— EJERCICIO ESCRITO 1 —
Transcriba sin ningún cambio las líneas de los registros comprendidas entre la que contiene "the sky shown in this photo." y la que contiene "blue sky shown in this photo.", ambas incluidas.

“El Dios a quien sirvo”

Las palabras textuales de San Pablo son las siguientes: esta noche se me ha presentado un ángel del Dios a quien pertenezco y a quien doy culto (Hch 27,23). El contexto en que lo dijo: en un barco en pleno naufragio, ante paganos, camino a Roma. El ángel le habló así: No temas, Pablo; tienes que comparecer ante el César; y mira, Dios te ha concedido la vida de todos los que navegan contigo (v. 24); por eso Pablo luego les dirá: ninguno de vosotros perderá ni un solo cabello de su cabeza (v. 34).

El Dios a quien sirvoComo no podría ser de otra manera, las cosas salieron tal cual “el Dios de Pablo” lo había anunciado y, aunque nada dicen las Divinas Escrituras al respecto, seguramente, al ver el próspero desenlace, luego de haber perdido las esperanzas de vida, muchos de esos paganos –de los más de doscientos que lo acompañaban– habrán abrazado la fe pensando: ¡el dios de Pablo, debe ser Dios”.

¿A qué va todo esto? A que en los tiempos que corren, me parece algo no menor, no poco importante, o sea del todo trascendente y relevante, el hecho de determinar a qué “cosa” (permítaseme el término) se está haciendo referencia cuando se usa la palabra “dios”. Y con esto ni siquiera estoy haciendo alusión –sería como para otro post– a que cuando un cristiano dice “Dios”, está haciendo referencia no solo en un ser personal, todopoderoso, infinito y omnipotente, sino también a la Trinidad de Personas en Dios, es decir, está haciendo alusión a Dios Padre, Hijo y Espíritu Santo (recuerdo, de paso, que sin la Trinidad, Jesucristo –tal como es, o sea, tal como lo entendemos los católicos– ya no es Jesucristo).

¿A qué hago referencia entonces? Sobretodo y principalmente a la transcendencia de Dios. ¿Qué significa esto? Significa que Dios tras-ciende, supera, está “más allá”, “por encima”… de todo lo creado; y no de cualquier modo, sino “absolutísimamente”; y esto a tal punto que es totalmente imposible que lleguemos a entender –solo nos hacemos una vaga idea– la diferencia entre el infinito de Dios y lo finito de la creatura.

Y cuando digo esto, aunque nos suene muy obvio, a lo que me refiero es a que Dios, Nuestro Señor, no se confunde con la creatura. Es, y, por favor, lo leen salteadito: O T R A “C O S A” D I S   T I N   TA.

A ver, para ser más claro les cuento un secreto –en voz baja–, pero no lo comenten mucho, sino pierdo raiting: yo… no soy Dios… (shhhh….); pero además, –casi susurrando–: el Boby, que me acaba de recibir moviendo la cola, tampoco es Dios (shhhh!!…. que donde vivo es delito matar a los perros…); y, la última –y se van a caer de espaldas… ¡no hagan ruido!–:el arbolito que tengo en el patio –shhhh… acérquense…, hace unos días me enteré que era un nogal…–, bueno, ese arbolito… tampoco es Dios… ¡¡shhhh!! … no se rían, miren que entre los vecinos hay gente de Green Peace y no quiero tener problemas…

Sepan disculparme… pero no sé de qué mejor modo se puede expresar la demoníaca ridiculez de quienes “creen” (también tienen fe…) que el mundo y Dios es la misma realidad. Santo Tomás, hablando de aquellos que pretenden que Dios sea el ser formal de la creación, afirma:

“Los que defienden este error caen en la misma sentencia que los idólatras, que pusieron a los árboles y a las piedras el incomunicable Nombre, es decir, el de Dios, como se dice, en efecto, en el libro de la Sabiduría 14,1. Si, en verdad, Dios es el ser de todo ser, no se dice con más propiedad que la piedra es ser, que la piedra es Dios[1].

— EJERCICIO ESCRITO 2 —
Extraiga literalmente del texto sobre la trascendencia de Dios el pasaje situado entre "Y cuando digo" y "T I N   TA.", ambos incluidos.

— INFORMACIÓN PROPORCIONADA —
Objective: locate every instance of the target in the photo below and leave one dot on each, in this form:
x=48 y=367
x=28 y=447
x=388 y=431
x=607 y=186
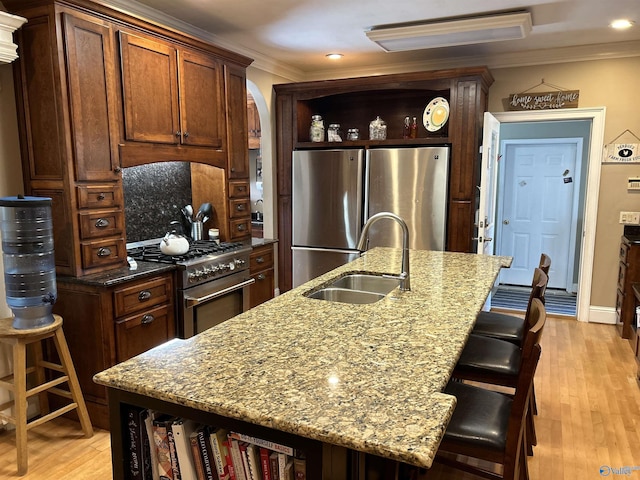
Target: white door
---
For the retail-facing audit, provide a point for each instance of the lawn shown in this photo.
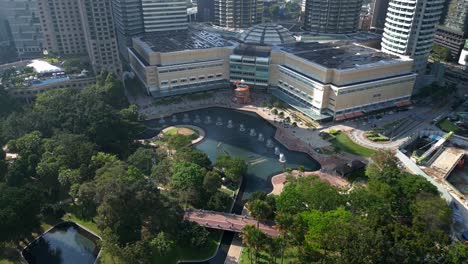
--
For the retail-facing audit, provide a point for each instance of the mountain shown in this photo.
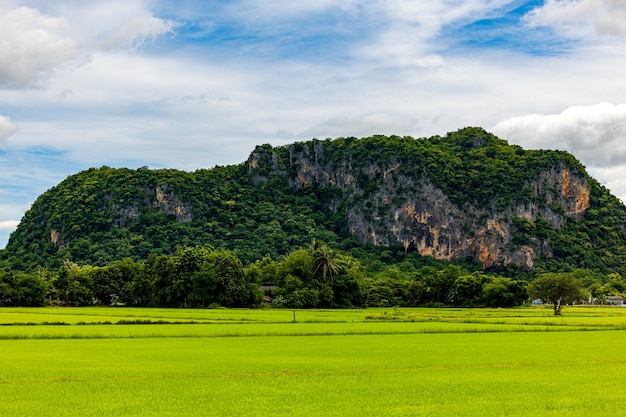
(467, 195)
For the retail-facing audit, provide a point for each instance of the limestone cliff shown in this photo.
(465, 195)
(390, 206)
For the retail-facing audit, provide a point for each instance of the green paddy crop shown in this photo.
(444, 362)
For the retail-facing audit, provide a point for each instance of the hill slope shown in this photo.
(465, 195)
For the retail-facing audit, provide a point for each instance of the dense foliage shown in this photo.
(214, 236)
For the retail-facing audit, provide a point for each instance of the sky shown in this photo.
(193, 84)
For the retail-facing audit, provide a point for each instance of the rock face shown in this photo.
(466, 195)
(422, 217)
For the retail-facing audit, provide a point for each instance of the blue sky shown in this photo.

— SOLUCIÓN DESARROLLADA 1 —
For the retail-facing audit, provide a point for each instance of the sky shown in this photo.
(193, 84)
For the retail-facing audit, provide a point for each instance of the rock face shown in this photo.
(466, 195)
(422, 217)
For the retail-facing audit, provide a point for each instance of the blue sky shown in this photo.

— SOLUCIÓN DESARROLLADA 2 —
Y cuando digo esto, aunque nos suene muy obvio, a lo que me refiero es a que Dios, Nuestro Señor, no se confunde con la creatura. Es, y, por favor, lo leen salteadito: O T R A “C O S A” D I S   T I N   TA.